Of the entries below, restate word for word only the section that runs from the line with "query | blue wall panel" to the line with "query | shirt collar", counting both ends.

Stored data:
------------------------------------------------------------------------

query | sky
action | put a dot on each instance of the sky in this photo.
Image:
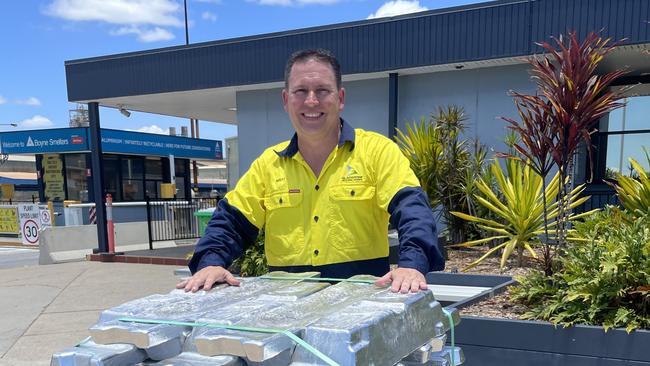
(38, 36)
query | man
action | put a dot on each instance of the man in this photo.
(324, 198)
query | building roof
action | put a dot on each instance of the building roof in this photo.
(201, 79)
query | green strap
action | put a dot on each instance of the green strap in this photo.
(287, 333)
(83, 341)
(316, 279)
(451, 330)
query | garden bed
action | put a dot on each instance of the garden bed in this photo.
(491, 333)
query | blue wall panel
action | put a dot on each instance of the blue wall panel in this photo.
(480, 31)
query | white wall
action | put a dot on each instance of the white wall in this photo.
(262, 121)
(482, 92)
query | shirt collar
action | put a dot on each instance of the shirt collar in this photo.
(347, 134)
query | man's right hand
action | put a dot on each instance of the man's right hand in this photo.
(206, 278)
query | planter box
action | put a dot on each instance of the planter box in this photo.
(499, 342)
(492, 342)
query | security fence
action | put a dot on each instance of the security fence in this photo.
(176, 219)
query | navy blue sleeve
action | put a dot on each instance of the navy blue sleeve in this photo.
(411, 215)
(227, 235)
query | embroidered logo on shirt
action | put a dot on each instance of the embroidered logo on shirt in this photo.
(351, 175)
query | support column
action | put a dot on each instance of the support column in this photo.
(392, 103)
(97, 167)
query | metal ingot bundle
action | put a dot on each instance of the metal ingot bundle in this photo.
(165, 340)
(376, 331)
(275, 321)
(259, 347)
(88, 353)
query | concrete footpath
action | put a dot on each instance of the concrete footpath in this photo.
(47, 308)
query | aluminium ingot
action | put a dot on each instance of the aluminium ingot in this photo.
(259, 347)
(89, 353)
(177, 306)
(378, 331)
(194, 359)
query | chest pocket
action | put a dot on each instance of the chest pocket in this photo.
(352, 217)
(283, 228)
(352, 193)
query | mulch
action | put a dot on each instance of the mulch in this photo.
(499, 306)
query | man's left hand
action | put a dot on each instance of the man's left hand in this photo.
(403, 280)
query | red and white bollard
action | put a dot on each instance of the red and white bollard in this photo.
(110, 227)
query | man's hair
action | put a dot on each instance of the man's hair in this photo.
(318, 54)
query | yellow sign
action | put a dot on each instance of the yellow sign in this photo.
(53, 177)
(6, 191)
(9, 220)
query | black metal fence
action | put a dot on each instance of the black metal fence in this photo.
(15, 202)
(176, 219)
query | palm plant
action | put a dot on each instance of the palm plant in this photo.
(443, 163)
(520, 211)
(421, 146)
(634, 194)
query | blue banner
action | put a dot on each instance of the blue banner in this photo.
(44, 141)
(62, 140)
(127, 142)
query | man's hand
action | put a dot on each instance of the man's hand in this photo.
(207, 277)
(403, 280)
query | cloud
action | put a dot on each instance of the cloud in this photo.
(294, 2)
(29, 101)
(147, 19)
(36, 121)
(145, 35)
(152, 129)
(397, 7)
(209, 16)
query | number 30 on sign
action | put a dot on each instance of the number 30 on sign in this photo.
(29, 228)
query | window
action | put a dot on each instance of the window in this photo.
(112, 176)
(76, 181)
(622, 135)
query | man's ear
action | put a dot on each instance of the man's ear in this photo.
(285, 99)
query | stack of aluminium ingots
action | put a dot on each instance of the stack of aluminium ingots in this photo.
(351, 323)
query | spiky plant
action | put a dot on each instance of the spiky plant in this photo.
(634, 193)
(520, 211)
(563, 114)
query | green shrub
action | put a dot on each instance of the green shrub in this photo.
(516, 200)
(605, 278)
(253, 262)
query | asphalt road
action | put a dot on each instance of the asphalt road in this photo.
(17, 257)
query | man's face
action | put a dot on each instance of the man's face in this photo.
(312, 99)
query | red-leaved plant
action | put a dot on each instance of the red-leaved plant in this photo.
(564, 113)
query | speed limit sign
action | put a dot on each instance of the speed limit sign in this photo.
(30, 232)
(29, 228)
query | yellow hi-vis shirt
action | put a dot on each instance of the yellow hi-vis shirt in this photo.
(340, 216)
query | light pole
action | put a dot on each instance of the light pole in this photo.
(194, 123)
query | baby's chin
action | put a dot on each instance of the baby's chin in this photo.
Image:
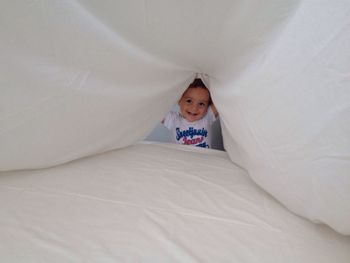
(192, 118)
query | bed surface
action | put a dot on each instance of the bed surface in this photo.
(154, 203)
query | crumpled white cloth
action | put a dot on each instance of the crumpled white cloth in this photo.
(82, 77)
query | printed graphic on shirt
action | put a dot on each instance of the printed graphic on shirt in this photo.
(192, 136)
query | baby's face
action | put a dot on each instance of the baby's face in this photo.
(194, 103)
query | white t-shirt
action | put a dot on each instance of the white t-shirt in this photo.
(197, 133)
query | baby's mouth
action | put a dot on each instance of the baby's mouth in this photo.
(192, 114)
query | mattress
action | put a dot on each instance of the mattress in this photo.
(154, 202)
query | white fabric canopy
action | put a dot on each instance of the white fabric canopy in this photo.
(82, 77)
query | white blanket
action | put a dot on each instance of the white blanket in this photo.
(80, 77)
(153, 203)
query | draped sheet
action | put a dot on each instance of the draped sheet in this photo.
(154, 203)
(83, 77)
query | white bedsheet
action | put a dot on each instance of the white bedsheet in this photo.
(154, 203)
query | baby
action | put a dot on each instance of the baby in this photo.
(191, 126)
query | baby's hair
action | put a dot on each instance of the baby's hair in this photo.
(198, 83)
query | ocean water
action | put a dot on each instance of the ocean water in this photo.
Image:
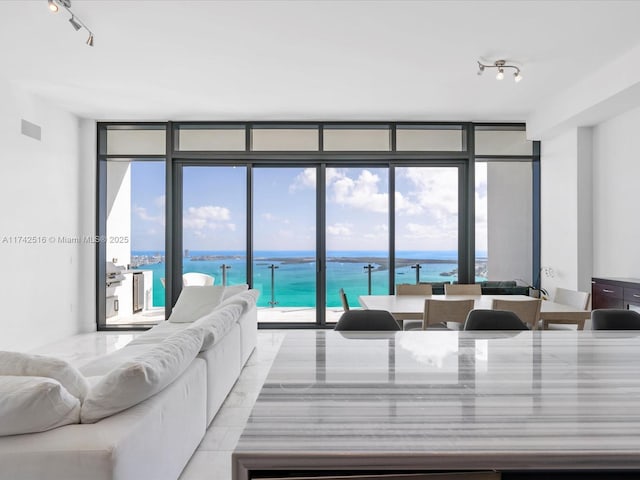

------------------------------------------------------------------------

Output:
query | blue wall panel
action | put a dot on each instance of the blue wall panel in this photo.
(480, 31)
query | white wall
action | put a dot on each instance of the white wall in this photo.
(262, 121)
(482, 92)
query | shirt collar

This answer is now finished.